WHAT TO PRODUCE: Set the data down again, exactly as it appears below.

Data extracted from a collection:
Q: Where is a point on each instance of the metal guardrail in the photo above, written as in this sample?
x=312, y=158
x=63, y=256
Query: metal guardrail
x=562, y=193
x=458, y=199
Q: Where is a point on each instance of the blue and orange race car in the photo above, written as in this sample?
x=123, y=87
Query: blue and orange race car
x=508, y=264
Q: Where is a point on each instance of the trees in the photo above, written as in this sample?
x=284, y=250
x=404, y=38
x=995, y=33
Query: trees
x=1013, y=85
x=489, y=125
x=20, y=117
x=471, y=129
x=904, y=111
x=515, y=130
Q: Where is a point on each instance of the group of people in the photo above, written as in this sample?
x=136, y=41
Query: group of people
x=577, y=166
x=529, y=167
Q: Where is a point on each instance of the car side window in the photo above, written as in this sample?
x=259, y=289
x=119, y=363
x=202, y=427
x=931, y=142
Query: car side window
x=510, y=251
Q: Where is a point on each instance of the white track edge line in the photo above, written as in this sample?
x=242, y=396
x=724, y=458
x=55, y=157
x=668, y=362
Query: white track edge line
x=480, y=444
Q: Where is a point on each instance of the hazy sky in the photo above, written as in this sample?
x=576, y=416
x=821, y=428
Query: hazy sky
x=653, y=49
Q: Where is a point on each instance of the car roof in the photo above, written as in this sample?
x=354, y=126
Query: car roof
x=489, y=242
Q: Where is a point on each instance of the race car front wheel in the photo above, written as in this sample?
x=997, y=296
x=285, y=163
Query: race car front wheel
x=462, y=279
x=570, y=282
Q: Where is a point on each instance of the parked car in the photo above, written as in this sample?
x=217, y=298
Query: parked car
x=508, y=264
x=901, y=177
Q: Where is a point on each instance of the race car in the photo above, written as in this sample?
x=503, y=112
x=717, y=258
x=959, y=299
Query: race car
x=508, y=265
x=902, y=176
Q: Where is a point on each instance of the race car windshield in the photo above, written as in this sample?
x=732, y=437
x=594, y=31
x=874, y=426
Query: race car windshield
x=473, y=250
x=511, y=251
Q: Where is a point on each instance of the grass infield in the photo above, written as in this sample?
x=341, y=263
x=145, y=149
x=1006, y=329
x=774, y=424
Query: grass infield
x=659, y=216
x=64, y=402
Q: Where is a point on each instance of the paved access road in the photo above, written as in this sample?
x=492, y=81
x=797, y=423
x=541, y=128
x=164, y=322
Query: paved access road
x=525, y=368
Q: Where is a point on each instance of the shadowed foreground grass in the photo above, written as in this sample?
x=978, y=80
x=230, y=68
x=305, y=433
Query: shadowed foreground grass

SOLUTION:
Q: Where is a point on each instance of the metal guardrail in the photo above, written as in this sample?
x=312, y=158
x=63, y=256
Query: metal guardrail
x=562, y=193
x=458, y=199
Q: Where is a point on each instance of the blue and orange race car in the photo above, written as in this sample?
x=123, y=87
Query: blue and orange race car
x=508, y=264
Q: Where is a point on each instance of the trees in the photo above, written as in this sample?
x=284, y=250
x=404, y=38
x=995, y=33
Query: trees
x=1013, y=85
x=489, y=125
x=20, y=117
x=471, y=129
x=904, y=111
x=515, y=130
Q: Where is a point on each instance of the group of people in the photo above, written as in this sample?
x=136, y=41
Query: group of people
x=577, y=166
x=529, y=167
Q: Where is a point on each instance of the car side window in the photo above, written as in this sample?
x=259, y=289
x=119, y=363
x=202, y=427
x=931, y=142
Query: car side window
x=510, y=251
Q: Where is a point on each instance of the white track edge line in the photo above, written as in this sample?
x=242, y=396
x=724, y=458
x=55, y=157
x=668, y=362
Query: white track edge line
x=480, y=444
Q: Where is a point on each instance of the hazy sky in the photo above, written as in this sample?
x=576, y=416
x=821, y=428
Query: hazy sky
x=653, y=49
Q: Where is a point on each instance of the car roof in the photo above, written as in this sample?
x=354, y=126
Query: car roof
x=489, y=242
Q: Where is a point on each instance of the race car front wheel in the photo above, written as in this sample?
x=997, y=296
x=285, y=163
Query: race car front wheel
x=462, y=279
x=570, y=282
Q: Where is a point on each instance of the parked car in the photo above, written as in this sample?
x=217, y=298
Query: parked car
x=508, y=264
x=901, y=177
Q: Where is a point on each instance of the race car in the photo above, written as in this sample?
x=503, y=112
x=717, y=258
x=959, y=299
Query: race car
x=508, y=265
x=902, y=176
Q: Where is a point on each instance of the race car windshield in the photo above, written as in this sample?
x=732, y=437
x=594, y=31
x=874, y=426
Query: race car windshield
x=473, y=250
x=511, y=251
Q: Where is a point on each instance of the grass infield in the photo above, written as in this sample?
x=341, y=263
x=145, y=149
x=1006, y=329
x=774, y=424
Query: grass infield
x=659, y=216
x=64, y=402
Q: Where is a point on each instance of the paved access road in the photo above, written as in this sample?
x=492, y=81
x=797, y=423
x=541, y=128
x=164, y=322
Query: paved access road
x=525, y=368
Q: Where is a point on each instance of the shadowed foreground grass in the photo above, written as in this sample?
x=978, y=80
x=230, y=68
x=305, y=433
Query: shadowed foreground grass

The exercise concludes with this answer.